**Data for the task**
....
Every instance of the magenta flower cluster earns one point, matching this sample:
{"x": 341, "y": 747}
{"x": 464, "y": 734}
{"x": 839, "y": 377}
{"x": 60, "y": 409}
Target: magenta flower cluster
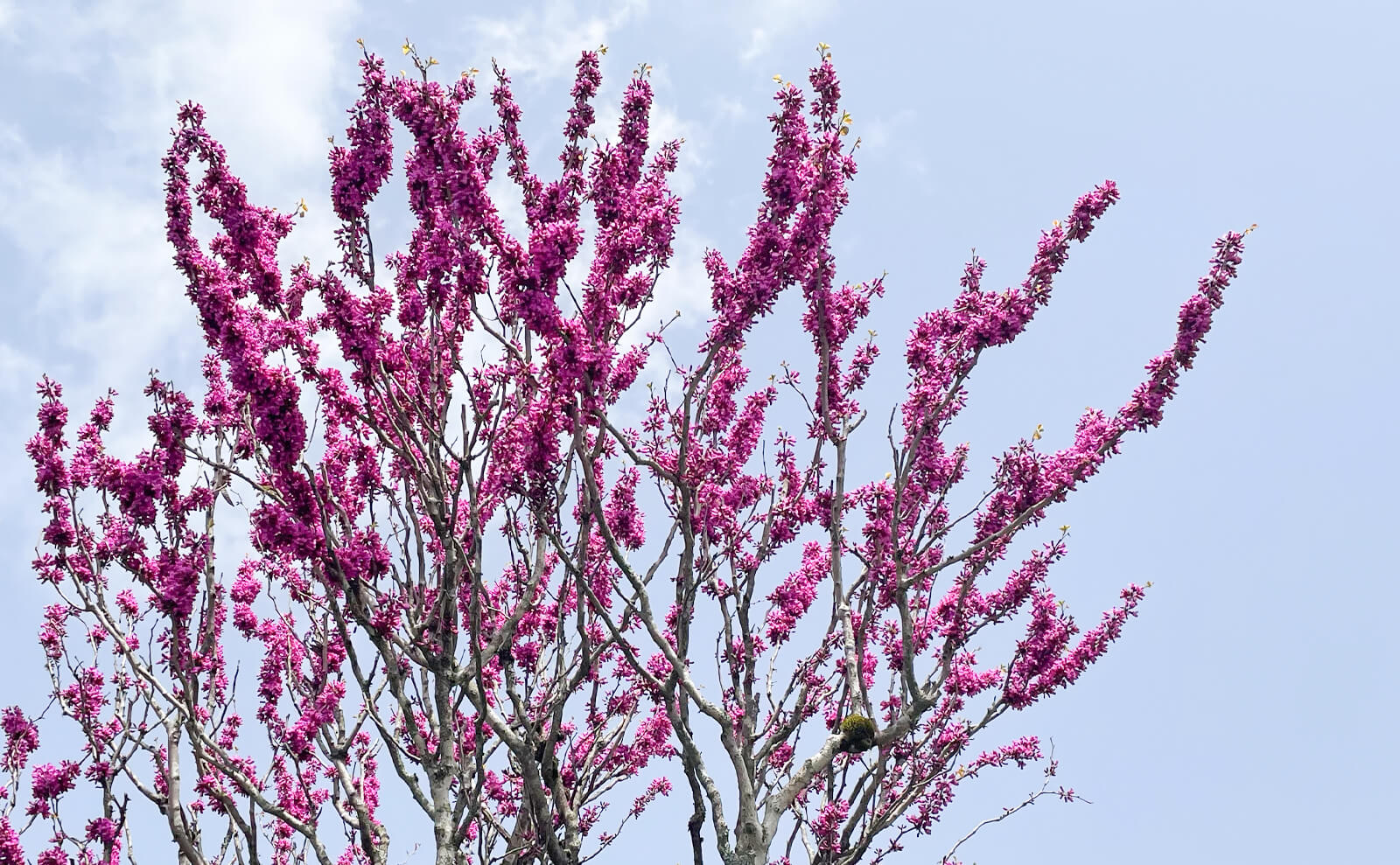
{"x": 466, "y": 562}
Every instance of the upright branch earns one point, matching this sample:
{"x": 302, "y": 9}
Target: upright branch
{"x": 468, "y": 564}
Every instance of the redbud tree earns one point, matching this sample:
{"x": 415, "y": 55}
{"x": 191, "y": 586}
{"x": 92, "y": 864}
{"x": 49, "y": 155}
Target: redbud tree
{"x": 500, "y": 580}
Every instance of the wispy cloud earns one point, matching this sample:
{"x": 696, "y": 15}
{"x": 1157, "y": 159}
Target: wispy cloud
{"x": 769, "y": 20}
{"x": 545, "y": 42}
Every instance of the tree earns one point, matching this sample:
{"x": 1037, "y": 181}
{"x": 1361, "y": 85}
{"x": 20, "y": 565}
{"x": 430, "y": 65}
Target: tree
{"x": 468, "y": 564}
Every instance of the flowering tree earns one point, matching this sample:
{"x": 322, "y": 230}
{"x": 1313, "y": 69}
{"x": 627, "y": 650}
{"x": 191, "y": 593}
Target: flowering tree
{"x": 455, "y": 585}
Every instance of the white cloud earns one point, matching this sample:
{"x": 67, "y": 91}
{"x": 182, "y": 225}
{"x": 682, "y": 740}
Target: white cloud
{"x": 774, "y": 18}
{"x": 546, "y": 44}
{"x": 88, "y": 216}
{"x": 18, "y": 370}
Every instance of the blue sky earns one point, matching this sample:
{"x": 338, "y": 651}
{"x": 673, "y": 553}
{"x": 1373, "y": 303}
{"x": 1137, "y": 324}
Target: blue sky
{"x": 1250, "y": 711}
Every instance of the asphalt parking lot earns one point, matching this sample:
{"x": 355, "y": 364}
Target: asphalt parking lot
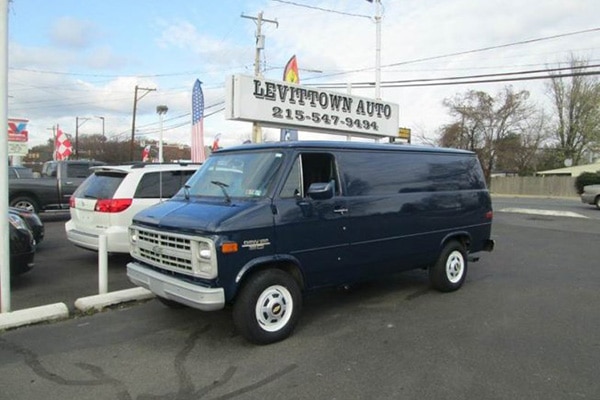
{"x": 523, "y": 327}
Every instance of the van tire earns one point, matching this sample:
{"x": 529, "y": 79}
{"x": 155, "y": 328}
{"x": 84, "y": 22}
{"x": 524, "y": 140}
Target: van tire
{"x": 450, "y": 270}
{"x": 267, "y": 307}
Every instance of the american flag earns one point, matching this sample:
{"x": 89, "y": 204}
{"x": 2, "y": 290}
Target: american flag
{"x": 62, "y": 146}
{"x": 198, "y": 153}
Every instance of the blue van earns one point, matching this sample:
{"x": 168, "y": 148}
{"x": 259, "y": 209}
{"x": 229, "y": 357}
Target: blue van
{"x": 259, "y": 225}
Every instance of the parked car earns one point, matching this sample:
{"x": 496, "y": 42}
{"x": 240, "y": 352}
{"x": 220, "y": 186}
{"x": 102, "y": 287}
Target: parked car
{"x": 53, "y": 190}
{"x": 260, "y": 225}
{"x": 22, "y": 245}
{"x": 108, "y": 199}
{"x": 33, "y": 221}
{"x": 19, "y": 172}
{"x": 591, "y": 195}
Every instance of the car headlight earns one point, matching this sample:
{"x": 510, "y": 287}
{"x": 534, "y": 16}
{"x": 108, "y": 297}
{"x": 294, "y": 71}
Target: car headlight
{"x": 17, "y": 222}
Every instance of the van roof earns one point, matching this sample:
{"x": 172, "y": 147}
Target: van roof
{"x": 343, "y": 145}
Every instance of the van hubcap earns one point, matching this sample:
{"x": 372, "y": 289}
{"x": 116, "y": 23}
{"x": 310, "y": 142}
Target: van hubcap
{"x": 274, "y": 308}
{"x": 455, "y": 266}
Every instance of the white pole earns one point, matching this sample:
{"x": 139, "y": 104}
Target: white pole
{"x": 5, "y": 242}
{"x": 378, "y": 49}
{"x": 102, "y": 265}
{"x": 161, "y": 110}
{"x": 160, "y": 156}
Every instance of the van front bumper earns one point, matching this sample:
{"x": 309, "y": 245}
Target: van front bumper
{"x": 168, "y": 287}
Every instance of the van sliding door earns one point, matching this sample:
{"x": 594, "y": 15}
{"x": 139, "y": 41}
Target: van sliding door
{"x": 311, "y": 230}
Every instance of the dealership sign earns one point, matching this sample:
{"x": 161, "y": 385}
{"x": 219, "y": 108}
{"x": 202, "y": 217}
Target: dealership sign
{"x": 17, "y": 137}
{"x": 284, "y": 104}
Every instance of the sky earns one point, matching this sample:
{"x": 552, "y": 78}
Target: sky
{"x": 79, "y": 61}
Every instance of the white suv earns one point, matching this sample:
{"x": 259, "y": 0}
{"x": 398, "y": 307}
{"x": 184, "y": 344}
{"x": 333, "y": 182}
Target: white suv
{"x": 107, "y": 200}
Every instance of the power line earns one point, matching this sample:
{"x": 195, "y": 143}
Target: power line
{"x": 470, "y": 77}
{"x": 465, "y": 82}
{"x": 329, "y": 10}
{"x": 460, "y": 53}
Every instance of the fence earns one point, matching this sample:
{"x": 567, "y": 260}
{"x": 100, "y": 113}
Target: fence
{"x": 551, "y": 186}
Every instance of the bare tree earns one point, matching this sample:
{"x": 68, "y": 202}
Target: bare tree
{"x": 484, "y": 122}
{"x": 576, "y": 99}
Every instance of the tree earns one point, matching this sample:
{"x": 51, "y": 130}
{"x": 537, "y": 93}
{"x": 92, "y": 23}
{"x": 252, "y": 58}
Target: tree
{"x": 487, "y": 125}
{"x": 576, "y": 100}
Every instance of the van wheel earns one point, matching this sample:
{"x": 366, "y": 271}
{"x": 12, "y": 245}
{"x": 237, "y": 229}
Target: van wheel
{"x": 450, "y": 270}
{"x": 268, "y": 307}
{"x": 25, "y": 202}
{"x": 170, "y": 303}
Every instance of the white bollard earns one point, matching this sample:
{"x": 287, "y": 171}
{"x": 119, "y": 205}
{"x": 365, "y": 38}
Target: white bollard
{"x": 102, "y": 265}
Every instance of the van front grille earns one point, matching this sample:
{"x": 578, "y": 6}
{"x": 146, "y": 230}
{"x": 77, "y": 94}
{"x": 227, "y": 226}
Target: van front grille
{"x": 164, "y": 250}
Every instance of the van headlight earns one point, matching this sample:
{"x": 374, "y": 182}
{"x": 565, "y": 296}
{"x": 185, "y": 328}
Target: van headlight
{"x": 17, "y": 222}
{"x": 204, "y": 252}
{"x": 205, "y": 259}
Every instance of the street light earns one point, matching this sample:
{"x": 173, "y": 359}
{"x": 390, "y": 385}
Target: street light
{"x": 102, "y": 118}
{"x": 77, "y": 125}
{"x": 161, "y": 110}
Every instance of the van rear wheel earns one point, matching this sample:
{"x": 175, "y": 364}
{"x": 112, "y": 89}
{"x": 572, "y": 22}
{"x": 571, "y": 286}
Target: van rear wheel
{"x": 450, "y": 270}
{"x": 268, "y": 307}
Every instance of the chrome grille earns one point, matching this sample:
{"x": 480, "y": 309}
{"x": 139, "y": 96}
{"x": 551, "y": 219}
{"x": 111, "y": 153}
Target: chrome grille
{"x": 168, "y": 251}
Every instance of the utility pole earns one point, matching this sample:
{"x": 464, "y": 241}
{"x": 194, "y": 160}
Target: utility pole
{"x": 135, "y": 100}
{"x": 77, "y": 125}
{"x": 378, "y": 49}
{"x": 260, "y": 45}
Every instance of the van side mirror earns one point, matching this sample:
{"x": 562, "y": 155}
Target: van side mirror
{"x": 321, "y": 190}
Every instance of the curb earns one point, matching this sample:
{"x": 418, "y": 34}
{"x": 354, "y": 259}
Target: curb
{"x": 57, "y": 311}
{"x": 100, "y": 301}
{"x": 34, "y": 315}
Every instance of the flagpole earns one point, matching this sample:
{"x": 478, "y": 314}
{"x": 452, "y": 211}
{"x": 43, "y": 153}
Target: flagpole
{"x": 54, "y": 137}
{"x": 4, "y": 227}
{"x": 378, "y": 49}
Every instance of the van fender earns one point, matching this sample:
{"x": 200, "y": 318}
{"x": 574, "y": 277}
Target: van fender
{"x": 463, "y": 236}
{"x": 272, "y": 260}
....
**Task directions**
Set down only these lines, exactly: the line containing "Every instance of the van front grille" and each line after it, through the end of the listing.

**Exercise solution**
Every instance of the van front grille earns one point, matching this sample:
{"x": 578, "y": 6}
{"x": 146, "y": 230}
{"x": 77, "y": 94}
{"x": 227, "y": 226}
Target: van front grille
{"x": 164, "y": 250}
Every instance of the van headlight earns one point, matching this sample:
{"x": 374, "y": 182}
{"x": 565, "y": 296}
{"x": 185, "y": 328}
Target: van headlight
{"x": 17, "y": 222}
{"x": 204, "y": 252}
{"x": 205, "y": 259}
Every instance of the street light earns one point, matching this sample:
{"x": 173, "y": 359}
{"x": 390, "y": 385}
Target: street light
{"x": 102, "y": 118}
{"x": 77, "y": 125}
{"x": 161, "y": 110}
Every instance of the van rear wheel earns one point, matching this sample:
{"x": 175, "y": 364}
{"x": 112, "y": 89}
{"x": 572, "y": 22}
{"x": 571, "y": 286}
Target: van rear wheel
{"x": 450, "y": 270}
{"x": 268, "y": 307}
Every instance of the chrome grille earns one point, matching this sample:
{"x": 480, "y": 309}
{"x": 139, "y": 96}
{"x": 551, "y": 219}
{"x": 111, "y": 153}
Target: chrome grille
{"x": 168, "y": 251}
Every instance of the utility pole earns one point, matching this sample:
{"x": 464, "y": 241}
{"x": 194, "y": 160}
Target: utility pole
{"x": 135, "y": 100}
{"x": 77, "y": 125}
{"x": 378, "y": 49}
{"x": 260, "y": 45}
Every instance of the van side mirror earns one point, matching this sample:
{"x": 562, "y": 155}
Target: van side mirror
{"x": 321, "y": 190}
Every instance of the curb earns one point, matching this sample:
{"x": 418, "y": 34}
{"x": 354, "y": 259}
Target: curb
{"x": 57, "y": 311}
{"x": 100, "y": 301}
{"x": 34, "y": 315}
Every instance of the flagpole earns one point, matching this sample:
{"x": 478, "y": 314}
{"x": 452, "y": 211}
{"x": 43, "y": 153}
Target: flagpole
{"x": 54, "y": 137}
{"x": 4, "y": 227}
{"x": 378, "y": 49}
Every instance of the van fender earns one point, matching this sample:
{"x": 200, "y": 318}
{"x": 574, "y": 277}
Target: van fender
{"x": 463, "y": 236}
{"x": 272, "y": 260}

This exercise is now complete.